#### EXIGENCES
Recopiez intégralement les lignes situées entre celle qui contient « of the flower » et la fin des lignes, bornes incluses. Multipliez chaque coordonnée des réponses par 2,2 et arrondissez à l'entier le plus proche, les demis vers le haut.

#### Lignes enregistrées
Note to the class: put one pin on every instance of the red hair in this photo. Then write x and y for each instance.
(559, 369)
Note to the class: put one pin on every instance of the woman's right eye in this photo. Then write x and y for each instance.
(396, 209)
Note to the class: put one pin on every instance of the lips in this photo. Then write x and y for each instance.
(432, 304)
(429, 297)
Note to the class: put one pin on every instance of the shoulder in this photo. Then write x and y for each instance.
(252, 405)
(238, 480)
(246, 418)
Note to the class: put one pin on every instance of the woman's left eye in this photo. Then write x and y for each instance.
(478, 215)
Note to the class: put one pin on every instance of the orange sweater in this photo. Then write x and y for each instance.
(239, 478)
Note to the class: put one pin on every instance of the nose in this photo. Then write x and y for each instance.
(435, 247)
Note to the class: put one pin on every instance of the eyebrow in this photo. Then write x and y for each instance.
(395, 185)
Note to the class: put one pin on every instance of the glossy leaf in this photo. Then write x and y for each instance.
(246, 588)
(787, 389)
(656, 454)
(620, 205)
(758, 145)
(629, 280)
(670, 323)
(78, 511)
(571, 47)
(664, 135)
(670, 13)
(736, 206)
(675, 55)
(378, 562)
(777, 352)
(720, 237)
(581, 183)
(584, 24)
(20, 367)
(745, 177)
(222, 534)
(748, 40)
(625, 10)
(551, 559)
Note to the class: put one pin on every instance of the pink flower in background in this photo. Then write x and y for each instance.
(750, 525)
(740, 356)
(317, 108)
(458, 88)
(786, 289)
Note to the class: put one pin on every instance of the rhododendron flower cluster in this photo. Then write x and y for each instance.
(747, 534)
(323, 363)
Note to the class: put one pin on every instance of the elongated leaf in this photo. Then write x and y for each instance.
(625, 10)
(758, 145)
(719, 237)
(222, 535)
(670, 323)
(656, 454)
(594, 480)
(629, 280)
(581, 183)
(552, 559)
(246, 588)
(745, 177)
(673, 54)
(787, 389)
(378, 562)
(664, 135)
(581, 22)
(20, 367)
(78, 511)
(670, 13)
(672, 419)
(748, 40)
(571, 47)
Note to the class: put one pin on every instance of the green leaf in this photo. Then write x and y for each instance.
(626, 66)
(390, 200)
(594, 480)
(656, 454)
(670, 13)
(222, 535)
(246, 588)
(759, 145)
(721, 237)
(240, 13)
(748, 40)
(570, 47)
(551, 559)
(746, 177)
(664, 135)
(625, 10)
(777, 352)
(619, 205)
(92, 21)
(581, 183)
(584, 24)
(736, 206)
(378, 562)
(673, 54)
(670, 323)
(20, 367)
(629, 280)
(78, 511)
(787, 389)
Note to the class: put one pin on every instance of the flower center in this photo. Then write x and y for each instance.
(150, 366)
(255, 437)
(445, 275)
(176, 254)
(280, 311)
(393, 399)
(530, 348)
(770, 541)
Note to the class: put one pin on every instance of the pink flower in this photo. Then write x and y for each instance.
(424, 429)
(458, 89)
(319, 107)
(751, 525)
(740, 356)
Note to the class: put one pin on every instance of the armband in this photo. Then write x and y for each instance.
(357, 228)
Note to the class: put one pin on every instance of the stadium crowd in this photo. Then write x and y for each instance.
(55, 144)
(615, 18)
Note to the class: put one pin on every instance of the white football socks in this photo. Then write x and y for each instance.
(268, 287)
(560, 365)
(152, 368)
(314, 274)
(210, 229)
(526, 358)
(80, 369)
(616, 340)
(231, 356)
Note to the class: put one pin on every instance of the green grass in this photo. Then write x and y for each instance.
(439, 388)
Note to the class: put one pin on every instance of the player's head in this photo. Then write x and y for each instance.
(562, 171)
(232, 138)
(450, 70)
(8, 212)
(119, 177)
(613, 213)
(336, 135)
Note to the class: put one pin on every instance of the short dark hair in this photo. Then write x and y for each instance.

#### RÉPONSE COMPLÈTE
Note to the class: put one pin on every instance of the flower center in this photo. Then write x and y for each instance.
(330, 805)
(561, 961)
(979, 605)
(387, 559)
(616, 684)
(865, 878)
(1166, 766)
(1694, 1190)
Note to the class: put one pin on every instance of the pink flower in this photo. Then write x and y for each instance.
(933, 944)
(1008, 196)
(702, 235)
(1652, 1155)
(1628, 783)
Note to the class: put one pin on every instance of the armband in this photo. Then write x and y for each instance.
(785, 502)
Note to the class: put one pin on every instance of the stadium crowd in this photo. Then write x and y for each instance.
(121, 317)
(1353, 40)
Note to the class: put one pin on every instance of the white football socks in this photo. Then write x and y for each instance.
(590, 631)
(1232, 803)
(334, 810)
(691, 603)
(462, 504)
(1157, 788)
(176, 812)
(1355, 748)
(508, 783)
Note to the class: put one pin on every instance of the green grass in this photo. Then write x and y for each instance.
(966, 854)
Note to the class: put one pin on every instance of the player's head in this photo. Then write x and y for each instance.
(1236, 376)
(510, 304)
(990, 154)
(18, 466)
(262, 389)
(1349, 469)
(739, 297)
Note to the class: put one pin on every instance of the short dark hair in this photo. Then write x and y for each instance.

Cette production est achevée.